▶ **Your task**
Give the total of lines holding the word "outline" in the records below, and nothing else.

▶ **Data supplied**

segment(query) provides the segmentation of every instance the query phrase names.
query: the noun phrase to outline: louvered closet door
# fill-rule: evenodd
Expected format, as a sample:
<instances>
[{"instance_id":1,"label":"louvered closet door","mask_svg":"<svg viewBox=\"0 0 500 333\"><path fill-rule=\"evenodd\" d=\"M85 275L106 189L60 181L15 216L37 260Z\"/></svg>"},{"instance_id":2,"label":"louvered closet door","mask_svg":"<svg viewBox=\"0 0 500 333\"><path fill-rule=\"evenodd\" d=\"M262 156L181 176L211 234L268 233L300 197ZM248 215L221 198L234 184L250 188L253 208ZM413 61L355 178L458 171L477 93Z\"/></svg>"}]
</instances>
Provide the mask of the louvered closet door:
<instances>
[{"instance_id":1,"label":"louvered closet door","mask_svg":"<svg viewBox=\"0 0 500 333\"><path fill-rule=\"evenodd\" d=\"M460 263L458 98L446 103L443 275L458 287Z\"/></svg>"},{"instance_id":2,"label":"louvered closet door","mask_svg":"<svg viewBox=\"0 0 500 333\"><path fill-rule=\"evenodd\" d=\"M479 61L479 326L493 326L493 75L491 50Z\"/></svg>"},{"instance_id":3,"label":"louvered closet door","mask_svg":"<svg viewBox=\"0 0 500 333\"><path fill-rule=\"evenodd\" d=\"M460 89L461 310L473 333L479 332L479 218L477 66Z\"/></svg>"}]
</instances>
--
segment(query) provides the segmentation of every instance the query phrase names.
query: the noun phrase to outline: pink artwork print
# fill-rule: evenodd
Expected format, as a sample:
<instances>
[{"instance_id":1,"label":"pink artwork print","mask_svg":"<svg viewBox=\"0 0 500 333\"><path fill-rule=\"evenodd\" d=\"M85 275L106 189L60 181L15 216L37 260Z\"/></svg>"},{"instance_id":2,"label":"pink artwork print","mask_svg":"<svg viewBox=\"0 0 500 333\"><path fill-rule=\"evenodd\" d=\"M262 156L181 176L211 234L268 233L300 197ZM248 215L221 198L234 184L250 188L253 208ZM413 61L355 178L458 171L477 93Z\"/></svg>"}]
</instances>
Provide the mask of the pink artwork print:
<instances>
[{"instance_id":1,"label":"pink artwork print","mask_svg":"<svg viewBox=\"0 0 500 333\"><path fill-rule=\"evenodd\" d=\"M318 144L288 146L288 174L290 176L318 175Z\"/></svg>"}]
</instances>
...
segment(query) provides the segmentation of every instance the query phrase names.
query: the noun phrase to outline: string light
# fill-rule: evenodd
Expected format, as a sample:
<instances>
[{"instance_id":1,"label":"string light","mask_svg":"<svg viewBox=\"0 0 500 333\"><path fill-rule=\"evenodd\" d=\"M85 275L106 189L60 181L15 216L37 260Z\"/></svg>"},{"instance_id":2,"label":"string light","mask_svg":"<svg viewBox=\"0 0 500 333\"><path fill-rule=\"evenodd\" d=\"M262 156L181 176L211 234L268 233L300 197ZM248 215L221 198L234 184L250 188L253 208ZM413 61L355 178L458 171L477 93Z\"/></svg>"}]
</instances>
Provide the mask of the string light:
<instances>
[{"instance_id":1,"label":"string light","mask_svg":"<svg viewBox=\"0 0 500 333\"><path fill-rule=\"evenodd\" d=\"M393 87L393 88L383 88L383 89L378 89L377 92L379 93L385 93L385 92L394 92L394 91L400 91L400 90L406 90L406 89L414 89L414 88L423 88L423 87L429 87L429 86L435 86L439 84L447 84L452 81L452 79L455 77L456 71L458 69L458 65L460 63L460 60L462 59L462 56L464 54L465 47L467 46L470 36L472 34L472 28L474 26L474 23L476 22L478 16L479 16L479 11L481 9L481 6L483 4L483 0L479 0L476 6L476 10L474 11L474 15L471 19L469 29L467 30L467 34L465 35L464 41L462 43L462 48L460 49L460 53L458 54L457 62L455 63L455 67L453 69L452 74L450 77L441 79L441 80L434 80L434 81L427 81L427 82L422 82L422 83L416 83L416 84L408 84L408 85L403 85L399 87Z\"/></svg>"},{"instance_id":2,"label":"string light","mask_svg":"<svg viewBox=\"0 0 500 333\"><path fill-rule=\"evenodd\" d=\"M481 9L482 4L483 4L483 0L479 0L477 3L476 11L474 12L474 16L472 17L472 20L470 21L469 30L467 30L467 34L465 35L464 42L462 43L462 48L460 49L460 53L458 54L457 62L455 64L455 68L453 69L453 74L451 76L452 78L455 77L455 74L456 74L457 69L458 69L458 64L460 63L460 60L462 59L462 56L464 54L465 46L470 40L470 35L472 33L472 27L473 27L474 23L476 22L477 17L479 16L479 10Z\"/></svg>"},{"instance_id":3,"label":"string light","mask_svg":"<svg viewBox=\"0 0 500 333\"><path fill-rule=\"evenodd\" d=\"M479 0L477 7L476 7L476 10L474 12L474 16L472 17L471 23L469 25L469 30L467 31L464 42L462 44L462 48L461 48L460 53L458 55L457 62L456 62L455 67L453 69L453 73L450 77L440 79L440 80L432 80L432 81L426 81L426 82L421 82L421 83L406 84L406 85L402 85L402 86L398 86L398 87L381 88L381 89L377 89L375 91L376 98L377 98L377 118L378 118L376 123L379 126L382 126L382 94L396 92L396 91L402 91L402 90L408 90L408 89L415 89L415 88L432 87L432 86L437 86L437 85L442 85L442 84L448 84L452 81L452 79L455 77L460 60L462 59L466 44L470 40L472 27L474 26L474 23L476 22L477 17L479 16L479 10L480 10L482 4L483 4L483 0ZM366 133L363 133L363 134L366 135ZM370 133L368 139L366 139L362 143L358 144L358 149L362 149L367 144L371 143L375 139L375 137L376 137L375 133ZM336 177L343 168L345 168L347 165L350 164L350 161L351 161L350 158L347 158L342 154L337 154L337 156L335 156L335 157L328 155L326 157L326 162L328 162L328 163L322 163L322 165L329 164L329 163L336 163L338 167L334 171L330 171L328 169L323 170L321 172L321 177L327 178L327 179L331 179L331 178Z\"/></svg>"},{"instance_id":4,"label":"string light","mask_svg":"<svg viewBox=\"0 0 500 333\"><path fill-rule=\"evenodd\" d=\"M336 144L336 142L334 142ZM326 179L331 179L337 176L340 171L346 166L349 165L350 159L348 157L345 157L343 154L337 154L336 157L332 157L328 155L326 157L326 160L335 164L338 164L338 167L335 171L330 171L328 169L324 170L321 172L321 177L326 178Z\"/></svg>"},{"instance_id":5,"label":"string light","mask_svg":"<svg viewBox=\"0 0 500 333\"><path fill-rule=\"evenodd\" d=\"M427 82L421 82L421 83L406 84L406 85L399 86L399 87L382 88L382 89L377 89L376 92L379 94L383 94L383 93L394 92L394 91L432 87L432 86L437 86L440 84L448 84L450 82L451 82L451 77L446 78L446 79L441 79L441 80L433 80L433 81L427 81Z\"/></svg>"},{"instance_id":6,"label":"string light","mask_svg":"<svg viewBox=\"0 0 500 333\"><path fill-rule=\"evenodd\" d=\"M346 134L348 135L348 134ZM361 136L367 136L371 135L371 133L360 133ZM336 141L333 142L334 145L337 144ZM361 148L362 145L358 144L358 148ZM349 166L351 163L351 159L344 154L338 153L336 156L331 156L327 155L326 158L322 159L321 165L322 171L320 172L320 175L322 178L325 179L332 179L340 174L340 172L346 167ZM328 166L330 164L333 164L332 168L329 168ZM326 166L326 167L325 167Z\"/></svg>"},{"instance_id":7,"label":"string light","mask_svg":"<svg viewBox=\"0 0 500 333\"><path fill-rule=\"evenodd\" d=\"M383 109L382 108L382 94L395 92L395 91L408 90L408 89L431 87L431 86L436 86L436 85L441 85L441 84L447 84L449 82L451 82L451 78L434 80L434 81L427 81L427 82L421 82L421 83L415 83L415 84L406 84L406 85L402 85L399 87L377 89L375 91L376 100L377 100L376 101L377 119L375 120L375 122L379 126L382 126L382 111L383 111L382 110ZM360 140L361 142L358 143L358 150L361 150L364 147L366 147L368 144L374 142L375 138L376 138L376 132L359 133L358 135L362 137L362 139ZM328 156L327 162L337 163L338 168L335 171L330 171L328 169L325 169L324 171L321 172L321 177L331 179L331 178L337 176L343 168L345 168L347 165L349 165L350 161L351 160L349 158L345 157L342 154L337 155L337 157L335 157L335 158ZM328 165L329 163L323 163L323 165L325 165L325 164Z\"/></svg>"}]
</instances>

▶ **Task answer**
3